Task: Using the listing below, please gather every line containing the word "plant".

── Task data ──

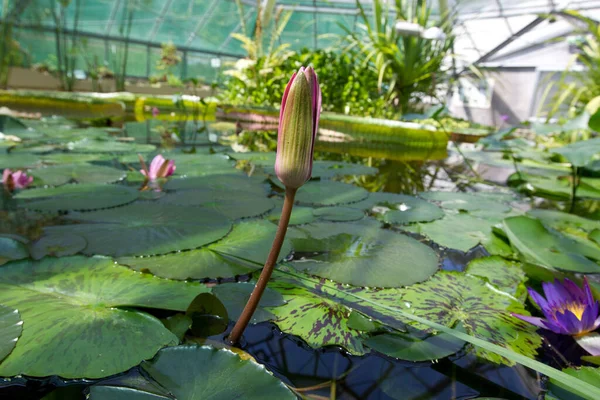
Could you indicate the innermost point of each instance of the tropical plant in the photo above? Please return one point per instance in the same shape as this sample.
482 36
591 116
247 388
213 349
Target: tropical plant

───

Finished task:
Could you indicate the innermost point of each instance of the tropical plant in the photo above? Please return one point per instance in the same shape as this sample.
Target: tropical plant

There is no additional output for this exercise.